§ TASKS FOR THIS EXERCISE
1/ Name every source of city revenue in the city council report, with the percentage given for each.
2/ Reproduce the city council report between "City administrator Joe" and "city $40,000 to $50,000.", inclusive.

[START OF SOURCE PASSAGE]

City administrator Joe Hoffman announced good news for the city at the council’s December 3 meeting. Standard and Poors in a random review raised the city’s bond rating from AA- to AA (stable).

This is especially good news as the city is planning a large street improvement project. Hoffman noted that the city could pay 0.15 to 0.20 percent less interest on bonds in 2014. Over a 15 year period the better rate could save the city $40,000 to $50,000.

Some of the reasons given by S & P to support the upgrade included a strong budgetary flexibility (reserves at 85 percent of expenditures), strong liquidity, and a strong debt profile.

2014 Budget and Levy review

Hoffman reported that the 2014 levy will increase by 5.3 percent or $36,078. The total levy will be $708,803. $21,000 of that increase will be related to new bond costs. Without the bonding costs for the street improvement project the levy increase would have been 2.2 percent.

Hoffman warned that while the 5.3 percent increase is higher than we wanted to be, property owners will continue to see increases in years going forward to pay for the street projects.

The city’s revenue comes from the tax levy (44 percent), state aid (30 percent), police and fire revenue (11 percent), library, park and tourism (6 percent), and other revenue (9 percent).

No residents were present to comment during the public comment portion. Hoffman noted that most homeowners saw a reduction in the market value of their home and a corresponding reduction in their property taxes. Tax increases largely impacted industrial and Agricultural properties. The total tax rate for the city was up 16 percent even with declining property tax bills for most homeowners.

Councilman Robert Maust asked what portion of the total levy comes from residential compared to business and Agriculture. Hoffman said he will get that break down for the council. The budget and levy will be brought back next meeting for final approval.

[END OF SOURCE PASSAGE]
[START OF DATA SUPPLIED]

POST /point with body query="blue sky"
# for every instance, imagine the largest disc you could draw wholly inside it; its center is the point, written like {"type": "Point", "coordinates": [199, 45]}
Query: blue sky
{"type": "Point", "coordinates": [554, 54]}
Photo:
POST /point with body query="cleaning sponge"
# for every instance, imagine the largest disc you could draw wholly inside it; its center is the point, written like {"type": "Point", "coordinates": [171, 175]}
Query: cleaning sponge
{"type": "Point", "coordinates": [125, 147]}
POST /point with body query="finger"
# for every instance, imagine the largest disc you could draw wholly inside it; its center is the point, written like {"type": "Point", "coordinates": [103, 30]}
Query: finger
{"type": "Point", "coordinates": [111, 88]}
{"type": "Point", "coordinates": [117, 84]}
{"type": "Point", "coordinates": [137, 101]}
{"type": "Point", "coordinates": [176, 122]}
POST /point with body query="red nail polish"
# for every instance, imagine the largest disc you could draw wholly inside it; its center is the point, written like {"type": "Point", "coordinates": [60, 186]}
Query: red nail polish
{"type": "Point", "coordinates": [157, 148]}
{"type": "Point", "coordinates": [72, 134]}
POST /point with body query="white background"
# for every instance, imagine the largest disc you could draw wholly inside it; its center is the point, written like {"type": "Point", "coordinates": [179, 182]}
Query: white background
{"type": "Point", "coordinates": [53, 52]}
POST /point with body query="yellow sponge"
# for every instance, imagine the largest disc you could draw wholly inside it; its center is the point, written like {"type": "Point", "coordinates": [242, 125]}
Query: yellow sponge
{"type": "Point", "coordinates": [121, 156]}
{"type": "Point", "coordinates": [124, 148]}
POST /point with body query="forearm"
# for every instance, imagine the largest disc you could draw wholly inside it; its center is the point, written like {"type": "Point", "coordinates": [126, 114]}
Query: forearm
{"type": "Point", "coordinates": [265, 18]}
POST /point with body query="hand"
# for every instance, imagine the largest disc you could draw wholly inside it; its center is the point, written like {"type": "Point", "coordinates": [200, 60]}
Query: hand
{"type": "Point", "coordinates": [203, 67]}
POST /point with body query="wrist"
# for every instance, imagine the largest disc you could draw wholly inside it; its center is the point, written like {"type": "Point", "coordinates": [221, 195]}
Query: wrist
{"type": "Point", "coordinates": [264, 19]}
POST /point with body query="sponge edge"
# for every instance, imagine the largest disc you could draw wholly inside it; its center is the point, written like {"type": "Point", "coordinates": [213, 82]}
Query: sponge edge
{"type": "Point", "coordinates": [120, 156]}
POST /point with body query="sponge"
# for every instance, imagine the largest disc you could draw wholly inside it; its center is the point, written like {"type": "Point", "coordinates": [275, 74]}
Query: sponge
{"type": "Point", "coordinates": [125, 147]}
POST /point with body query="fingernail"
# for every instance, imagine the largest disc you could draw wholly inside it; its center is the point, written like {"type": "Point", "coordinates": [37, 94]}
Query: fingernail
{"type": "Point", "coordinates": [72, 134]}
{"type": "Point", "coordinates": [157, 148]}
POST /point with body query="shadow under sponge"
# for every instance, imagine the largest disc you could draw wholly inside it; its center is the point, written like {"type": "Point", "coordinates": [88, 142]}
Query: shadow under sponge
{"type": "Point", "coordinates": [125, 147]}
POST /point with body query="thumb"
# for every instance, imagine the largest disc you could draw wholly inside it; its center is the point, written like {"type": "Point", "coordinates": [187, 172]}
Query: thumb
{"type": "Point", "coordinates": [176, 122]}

[END OF DATA SUPPLIED]

§ ANSWERS BY TASK
1/
- Tax levy: 44 percent
- State aid: 30 percent
- Police and fire revenue: 11 percent
- Library, park and tourism: 6 percent
- Other revenue: 9 percent

2/
City administrator Joe Hoffman announced good news for the city at the council’s December 3 meeting. Standard and Poors in a random review raised the city’s bond rating from AA- to AA (stable).

This is especially good news as the city is planning a large street improvement project. Hoffman noted that the city could pay 0.15 to 0.20 percent less interest on bonds in 2014. Over a 15 year period the better rate could save the city $40,000 to $50,000.